Eduard Ohladciuc (born 11 October 1969) is a Moldovan Brigadier general who served as the Chief of the General Staff of the National Army from November 2021 until September 2024.

== Military career ==
Ohladciuc was born on 11 October 1969 in Burlănești, Edineț District. He served in the Soviet Army from 1987 to 1992. He graduated from the Nizhegorodsk Higher Air Defense Rocket School in 1991. In 1992, he joined the Armed Forces of the Republic of Moldova. He served as commander of the S-200 Rocket Division from 1997 to 2000. He received training at several military institutions, including the National Defense University in Bucharest and the George C. Marshall European Center for Security Studies. He served as director of the facility management department of the General Staff from 2014 to 2015. He also served as Deputy Chief of the General Staff for Operations and Exercises.

On October 6, 2021, Defense Minister Anatolie Nosatîi nominated Ohladciuc for the position of Chief of the General Staff at a government meeting.

On 8 November 2021, he succeeded Igor Gorgan as the Chief of the General Staff. During his tenure, Ohladciuc focused on the modernization of the security and defense sector, as well as strengthening partnerships with NATO and the United States.

In September 2024, following the expiration of his military service contract, the Government proposed his discharge from active duty. President Maia Sandu officially signed the decree on his dismissal on 27 September 2024, and he was subsequently succeeded by Brigadier General Vitalie Micov.

WORK ORDER 1.
Please repeat the passage about Eduard Ohladciuc between "On October 6, 2021, Defense" and "the United States.", inclusive.
WORK ORDER 2.
Decide whether each statement agrees with the passage about Eduard Ohladciuc. Answer yes or no for each and quote the deciding words. (a) Ohladciuc served in the Soviet Army from 1987 to 1992. (b) President Maia Sandu nominated Ohladciuc for Chief of the General Staff. (c) Igor Gorgan succeeded Ohladciuc as Chief of the General Staff.

SUPPLIED ENTRIES.
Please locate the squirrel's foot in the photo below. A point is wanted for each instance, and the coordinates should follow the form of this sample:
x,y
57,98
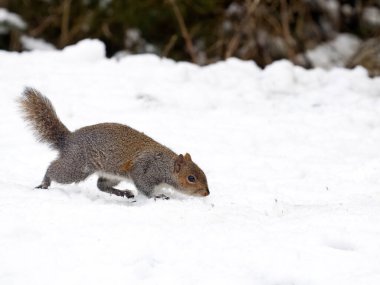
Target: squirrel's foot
x,y
161,197
44,184
41,186
121,193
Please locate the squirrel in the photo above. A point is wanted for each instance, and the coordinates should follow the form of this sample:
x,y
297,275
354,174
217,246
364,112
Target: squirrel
x,y
114,152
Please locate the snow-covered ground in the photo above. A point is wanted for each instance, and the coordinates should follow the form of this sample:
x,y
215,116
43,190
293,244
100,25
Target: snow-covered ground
x,y
292,158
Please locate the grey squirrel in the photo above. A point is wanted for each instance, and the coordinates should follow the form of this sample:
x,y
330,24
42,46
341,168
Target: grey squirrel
x,y
113,151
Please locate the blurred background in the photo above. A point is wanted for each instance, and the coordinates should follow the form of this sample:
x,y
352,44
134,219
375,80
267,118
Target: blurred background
x,y
310,33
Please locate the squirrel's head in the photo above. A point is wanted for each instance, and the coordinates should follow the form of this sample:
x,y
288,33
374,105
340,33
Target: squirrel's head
x,y
190,178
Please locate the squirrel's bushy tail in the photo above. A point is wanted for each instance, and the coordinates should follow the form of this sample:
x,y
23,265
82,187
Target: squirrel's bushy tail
x,y
40,114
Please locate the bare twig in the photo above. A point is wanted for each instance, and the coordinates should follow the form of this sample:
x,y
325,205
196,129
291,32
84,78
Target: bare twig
x,y
64,38
185,33
169,46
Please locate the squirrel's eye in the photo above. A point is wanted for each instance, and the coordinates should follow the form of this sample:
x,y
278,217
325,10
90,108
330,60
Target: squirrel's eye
x,y
191,178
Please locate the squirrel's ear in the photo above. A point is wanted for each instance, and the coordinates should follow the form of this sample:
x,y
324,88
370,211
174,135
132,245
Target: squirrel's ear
x,y
178,163
187,157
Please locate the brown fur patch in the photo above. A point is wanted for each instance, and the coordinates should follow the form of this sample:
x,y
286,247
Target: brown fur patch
x,y
126,167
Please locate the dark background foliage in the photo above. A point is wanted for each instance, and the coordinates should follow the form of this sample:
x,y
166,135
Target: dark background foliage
x,y
201,31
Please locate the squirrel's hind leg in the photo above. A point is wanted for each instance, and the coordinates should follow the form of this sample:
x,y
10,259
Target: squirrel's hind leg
x,y
61,171
106,185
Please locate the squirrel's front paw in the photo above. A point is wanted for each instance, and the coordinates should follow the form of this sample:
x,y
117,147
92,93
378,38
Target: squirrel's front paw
x,y
161,196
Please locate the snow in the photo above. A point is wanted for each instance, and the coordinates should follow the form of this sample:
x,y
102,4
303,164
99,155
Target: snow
x,y
292,158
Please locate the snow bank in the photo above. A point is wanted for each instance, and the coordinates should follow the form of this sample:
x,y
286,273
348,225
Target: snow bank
x,y
292,157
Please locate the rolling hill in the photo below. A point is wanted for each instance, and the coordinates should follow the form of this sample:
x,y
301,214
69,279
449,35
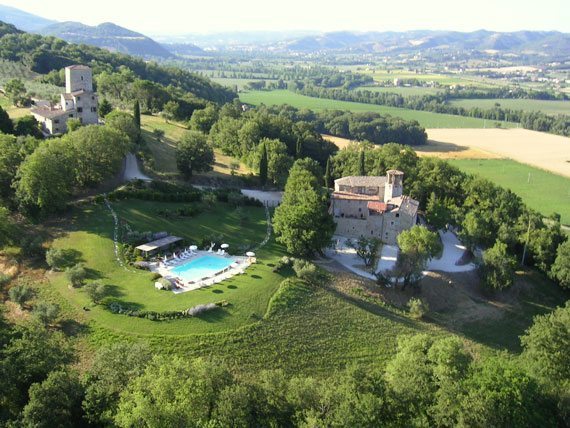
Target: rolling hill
x,y
108,36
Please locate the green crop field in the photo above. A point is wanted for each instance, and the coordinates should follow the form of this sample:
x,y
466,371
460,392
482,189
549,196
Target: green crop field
x,y
548,107
239,83
405,91
426,119
541,190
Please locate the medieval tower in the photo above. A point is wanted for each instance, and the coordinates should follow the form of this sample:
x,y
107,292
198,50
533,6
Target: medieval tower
x,y
394,184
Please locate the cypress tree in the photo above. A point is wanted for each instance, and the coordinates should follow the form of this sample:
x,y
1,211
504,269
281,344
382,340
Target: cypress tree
x,y
299,149
361,165
328,174
263,164
137,114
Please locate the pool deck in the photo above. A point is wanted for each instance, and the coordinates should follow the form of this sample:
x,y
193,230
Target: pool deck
x,y
183,286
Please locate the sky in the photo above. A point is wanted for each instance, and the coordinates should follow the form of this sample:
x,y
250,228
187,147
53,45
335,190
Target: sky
x,y
171,17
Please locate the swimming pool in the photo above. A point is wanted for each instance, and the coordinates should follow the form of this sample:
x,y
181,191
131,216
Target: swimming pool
x,y
203,267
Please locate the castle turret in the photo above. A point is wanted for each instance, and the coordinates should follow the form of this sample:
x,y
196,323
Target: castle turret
x,y
394,184
78,78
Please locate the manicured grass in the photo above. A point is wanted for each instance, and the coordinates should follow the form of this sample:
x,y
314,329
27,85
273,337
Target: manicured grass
x,y
426,119
90,233
548,107
541,190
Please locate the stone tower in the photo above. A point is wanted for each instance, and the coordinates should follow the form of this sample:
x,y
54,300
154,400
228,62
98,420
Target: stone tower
x,y
394,184
78,78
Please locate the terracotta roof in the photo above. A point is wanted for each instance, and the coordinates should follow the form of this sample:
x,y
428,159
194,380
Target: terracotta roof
x,y
362,181
377,206
354,196
49,113
78,67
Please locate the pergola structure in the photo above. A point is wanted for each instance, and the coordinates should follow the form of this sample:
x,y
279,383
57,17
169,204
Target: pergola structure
x,y
153,247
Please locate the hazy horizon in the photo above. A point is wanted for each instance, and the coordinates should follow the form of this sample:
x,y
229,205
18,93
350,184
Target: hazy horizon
x,y
177,18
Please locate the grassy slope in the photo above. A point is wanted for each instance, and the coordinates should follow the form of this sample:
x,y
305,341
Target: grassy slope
x,y
164,150
91,235
309,330
549,107
545,192
426,119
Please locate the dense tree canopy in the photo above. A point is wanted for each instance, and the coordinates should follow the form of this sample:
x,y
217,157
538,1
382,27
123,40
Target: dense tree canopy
x,y
302,222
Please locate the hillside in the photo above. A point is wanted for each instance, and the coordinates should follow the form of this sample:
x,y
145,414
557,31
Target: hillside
x,y
553,42
107,36
43,54
23,20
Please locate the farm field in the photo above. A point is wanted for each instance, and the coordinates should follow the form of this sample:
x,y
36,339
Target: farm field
x,y
539,189
401,90
426,119
239,83
549,107
541,150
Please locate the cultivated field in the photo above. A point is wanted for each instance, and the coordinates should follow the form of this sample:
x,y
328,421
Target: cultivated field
x,y
426,119
541,190
544,151
549,107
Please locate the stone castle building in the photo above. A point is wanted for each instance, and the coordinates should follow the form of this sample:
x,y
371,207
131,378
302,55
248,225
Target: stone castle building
x,y
79,101
373,207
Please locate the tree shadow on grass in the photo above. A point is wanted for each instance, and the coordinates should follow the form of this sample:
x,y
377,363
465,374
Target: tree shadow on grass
x,y
215,315
72,328
71,257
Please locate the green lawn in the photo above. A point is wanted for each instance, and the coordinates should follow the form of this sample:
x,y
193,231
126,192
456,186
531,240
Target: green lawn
x,y
548,107
541,190
90,233
426,119
309,330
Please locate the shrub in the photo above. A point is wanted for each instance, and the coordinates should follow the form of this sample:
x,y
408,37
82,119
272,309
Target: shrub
x,y
283,263
20,294
4,279
76,275
199,309
46,313
418,308
56,258
97,291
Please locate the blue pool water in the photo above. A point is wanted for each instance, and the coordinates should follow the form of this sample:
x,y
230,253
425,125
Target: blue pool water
x,y
205,266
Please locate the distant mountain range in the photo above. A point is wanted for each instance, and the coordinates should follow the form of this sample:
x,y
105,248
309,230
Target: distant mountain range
x,y
108,35
537,42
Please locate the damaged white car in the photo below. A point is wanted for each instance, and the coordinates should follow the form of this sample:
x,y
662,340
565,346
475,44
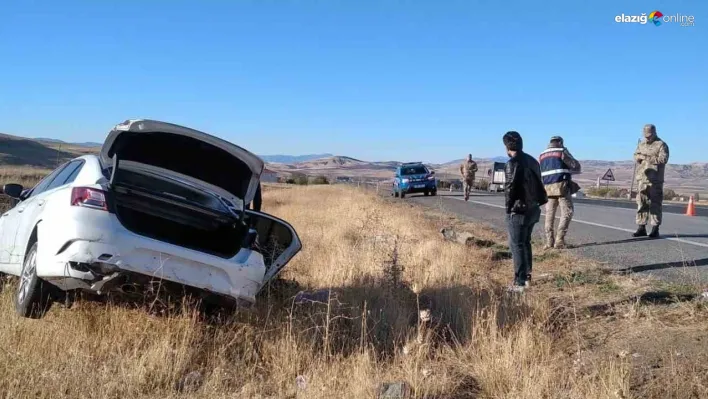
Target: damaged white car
x,y
161,204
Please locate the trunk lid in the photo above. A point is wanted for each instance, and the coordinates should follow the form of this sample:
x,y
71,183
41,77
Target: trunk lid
x,y
188,152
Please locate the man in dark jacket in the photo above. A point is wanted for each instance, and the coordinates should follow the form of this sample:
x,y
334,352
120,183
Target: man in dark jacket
x,y
525,195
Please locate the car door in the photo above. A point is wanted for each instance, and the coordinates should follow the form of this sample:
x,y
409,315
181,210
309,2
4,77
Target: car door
x,y
33,210
277,241
11,220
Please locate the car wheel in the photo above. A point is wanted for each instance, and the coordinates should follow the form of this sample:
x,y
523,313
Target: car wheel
x,y
33,296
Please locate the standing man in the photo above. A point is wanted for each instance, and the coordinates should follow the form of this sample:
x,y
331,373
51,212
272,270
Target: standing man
x,y
525,195
467,170
651,156
557,166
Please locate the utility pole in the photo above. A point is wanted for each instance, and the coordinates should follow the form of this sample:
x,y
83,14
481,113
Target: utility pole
x,y
634,174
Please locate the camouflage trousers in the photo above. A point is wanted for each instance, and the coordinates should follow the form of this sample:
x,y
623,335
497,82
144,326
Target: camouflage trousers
x,y
566,205
649,200
467,185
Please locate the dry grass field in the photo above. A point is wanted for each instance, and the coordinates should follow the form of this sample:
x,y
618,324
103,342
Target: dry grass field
x,y
578,333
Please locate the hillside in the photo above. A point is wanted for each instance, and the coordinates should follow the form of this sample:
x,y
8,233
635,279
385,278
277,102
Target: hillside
x,y
48,153
20,151
289,159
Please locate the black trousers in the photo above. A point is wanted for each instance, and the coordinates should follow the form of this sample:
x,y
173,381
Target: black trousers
x,y
520,229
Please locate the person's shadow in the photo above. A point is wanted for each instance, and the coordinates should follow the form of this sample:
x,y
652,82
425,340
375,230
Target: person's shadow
x,y
639,239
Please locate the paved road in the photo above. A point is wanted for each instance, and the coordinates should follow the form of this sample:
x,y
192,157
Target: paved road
x,y
603,232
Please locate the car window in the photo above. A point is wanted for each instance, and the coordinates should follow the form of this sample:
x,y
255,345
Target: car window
x,y
42,185
63,177
414,170
72,176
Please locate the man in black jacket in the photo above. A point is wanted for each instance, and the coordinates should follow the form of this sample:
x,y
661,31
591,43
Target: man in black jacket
x,y
525,195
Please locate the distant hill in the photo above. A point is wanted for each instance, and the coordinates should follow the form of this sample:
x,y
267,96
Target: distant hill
x,y
19,151
292,158
48,153
55,141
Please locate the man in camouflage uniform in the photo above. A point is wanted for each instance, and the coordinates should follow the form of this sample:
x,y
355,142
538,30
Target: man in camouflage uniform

FINAL ANSWER 1.
On October 6, 2021, Defense Minister Anatolie Nosatîi nominated Ohladciuc for the position of Chief of the General Staff at a government meeting.

On 8 November 2021, he succeeded Igor Gorgan as the Chief of the General Staff. During his tenure, Ohladciuc focused on the modernization of the security and defense sector, as well as strengthening partnerships with NATO and the United States.

FINAL ANSWER 2.
(a) Yes: "He served in the Soviet Army from 1987 to 1992."
(b) No: "Defense Minister Anatolie Nosatîi nominated Ohladciuc for the position of Chief of the General Staff"
(c) No: "he was subsequently succeeded by Brigadier General Vitalie Micov"